Teks Bacaan

Kami memohon donasi dengan suka rela untuk mendukung situs ini, agar situs anda -islamqa.info – berkelanjutan dalam melayani Islam dan umat Islam insyaallah
Apakah hak-hak perempuan dalam Islam? Bagaimana hak-hak perempuan itu berubah sejak era keemasan Islam (dari abad kedelapan sampai abad kedua belas) jika muncul perubahan-perubahan?
Alhamdulillah.
Pertama.
Islam sangat memuliakan perempuan. Islam memuliakannya karena dia adalah ibu yang harus bersamai dengan baik dan penuh kepatuhan. Allah menjadikan ridha ibu sebagai bagian dari ridha-Nya. Dia juga mengabarkan bahwa surge berada di bawah kedua telapak kakinya. Artinya, jalan paling dekat ke surga adalah dengan berbakti dan patuh kepada ibu. Dia juga mengharamkan sikap durhaka kepada ibu, dan juga mengharamkan tindakan yang membuatnya marah meskipun dengan kata-kata. Dia menjadikan hak ibu lebih besar daripada hak ayah. Dia menegaskan untuk senantiasa memerhatikan ibu di saat ia telah lanjut usia dan lemah. Itu semua dinyatakan dalam banyak nash Al-Qur’an dan hadits.
Di antaranya adalah firman Allah Ta’ala,
وَوَصَّيْنَا الإِنْسَانَ بِوَالِدَيْهِ إِحْسَانًا
الأحقاف : 15
“Kami perintahkan kepada manusia supaya berbuat baik kepada dua orang ibu bapaknya.” (QS. Al-Ahqaf : 15).

Baris yang Diberikan
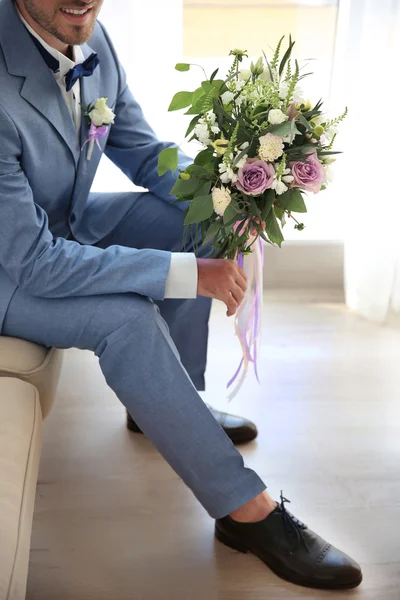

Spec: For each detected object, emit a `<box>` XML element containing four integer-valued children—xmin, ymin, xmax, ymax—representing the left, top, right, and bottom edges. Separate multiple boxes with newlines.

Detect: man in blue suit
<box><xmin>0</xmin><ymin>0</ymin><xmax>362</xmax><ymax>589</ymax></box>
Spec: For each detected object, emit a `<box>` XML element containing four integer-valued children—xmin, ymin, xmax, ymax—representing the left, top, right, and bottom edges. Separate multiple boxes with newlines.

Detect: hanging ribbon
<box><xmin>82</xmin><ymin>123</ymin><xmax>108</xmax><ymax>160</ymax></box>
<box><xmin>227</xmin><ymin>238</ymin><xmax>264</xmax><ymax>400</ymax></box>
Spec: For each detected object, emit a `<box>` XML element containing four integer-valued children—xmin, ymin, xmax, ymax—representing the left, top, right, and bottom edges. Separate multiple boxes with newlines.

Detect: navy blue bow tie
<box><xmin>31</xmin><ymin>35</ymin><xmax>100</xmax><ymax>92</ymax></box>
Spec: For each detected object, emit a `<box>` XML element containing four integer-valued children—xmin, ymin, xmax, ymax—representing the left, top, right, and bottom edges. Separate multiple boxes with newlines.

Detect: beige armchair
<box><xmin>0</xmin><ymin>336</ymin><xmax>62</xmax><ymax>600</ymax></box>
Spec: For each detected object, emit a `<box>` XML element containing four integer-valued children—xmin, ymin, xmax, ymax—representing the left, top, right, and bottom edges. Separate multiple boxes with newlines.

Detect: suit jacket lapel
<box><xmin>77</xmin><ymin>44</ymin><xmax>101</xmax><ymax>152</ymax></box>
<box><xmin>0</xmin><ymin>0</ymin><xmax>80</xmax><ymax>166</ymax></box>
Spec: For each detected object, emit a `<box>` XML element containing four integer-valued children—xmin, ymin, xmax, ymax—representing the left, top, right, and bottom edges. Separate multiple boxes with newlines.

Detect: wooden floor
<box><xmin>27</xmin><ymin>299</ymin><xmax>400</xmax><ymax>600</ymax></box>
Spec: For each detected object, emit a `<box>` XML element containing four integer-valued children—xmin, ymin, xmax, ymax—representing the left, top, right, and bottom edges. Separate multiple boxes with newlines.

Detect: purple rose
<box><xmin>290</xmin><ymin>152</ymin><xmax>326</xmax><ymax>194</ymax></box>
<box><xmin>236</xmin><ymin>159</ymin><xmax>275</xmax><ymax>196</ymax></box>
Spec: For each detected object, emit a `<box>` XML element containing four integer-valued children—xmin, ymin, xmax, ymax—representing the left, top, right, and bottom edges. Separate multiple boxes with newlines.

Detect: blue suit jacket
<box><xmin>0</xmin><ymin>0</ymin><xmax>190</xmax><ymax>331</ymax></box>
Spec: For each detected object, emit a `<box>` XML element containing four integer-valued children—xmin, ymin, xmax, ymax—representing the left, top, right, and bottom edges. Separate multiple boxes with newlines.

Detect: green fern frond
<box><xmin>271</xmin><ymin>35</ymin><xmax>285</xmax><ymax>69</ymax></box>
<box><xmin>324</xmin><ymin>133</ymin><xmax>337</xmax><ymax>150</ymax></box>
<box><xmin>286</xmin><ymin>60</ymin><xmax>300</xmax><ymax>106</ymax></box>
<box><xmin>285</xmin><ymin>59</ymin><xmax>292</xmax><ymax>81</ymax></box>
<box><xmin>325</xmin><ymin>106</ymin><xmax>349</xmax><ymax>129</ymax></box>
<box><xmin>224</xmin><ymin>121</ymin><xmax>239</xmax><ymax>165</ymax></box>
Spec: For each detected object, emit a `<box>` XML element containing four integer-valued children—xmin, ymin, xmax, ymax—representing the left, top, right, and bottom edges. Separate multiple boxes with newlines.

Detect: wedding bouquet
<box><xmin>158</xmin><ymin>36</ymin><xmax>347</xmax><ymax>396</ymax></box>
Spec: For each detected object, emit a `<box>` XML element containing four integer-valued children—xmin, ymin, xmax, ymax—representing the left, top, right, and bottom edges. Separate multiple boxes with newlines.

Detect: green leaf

Tugas
Perbarui bagian teks tentang hak perempuan dalam Islam, dari "Islam sangat memuliakan" sampai "Al-Qur’an dan hadits.", dengan mengganti "ibu" menjadi "bunda".

Jawaban Tugas
Islam sangat memuliakan perempuan. Islam memuliakannya karena dia adalah bunda yang harus bersamai dengan baik dan penuh kepatuhan. Allah menjadikan ridha bunda sebagai bagian dari ridha-Nya. Dia juga mengabarkan bahwa surge berada di bawah kedua telapak kakinya. Artinya, jalan paling dekat ke surga adalah dengan berbakti dan patuh kepada bunda. Dia juga mengharamkan sikap durhaka kepada bunda, dan juga mengharamkan tindakan yang membuatnya marah meskipun dengan kata-kata. Dia menjadikan hak bunda lebih besar daripada hak ayah. Dia menegaskan untuk senantiasa memerhatikan bunda di saat ia telah lanjut usia dan lemah. Itu semua dinyatakan dalam banyak nash Al-Qur’an dan hadits.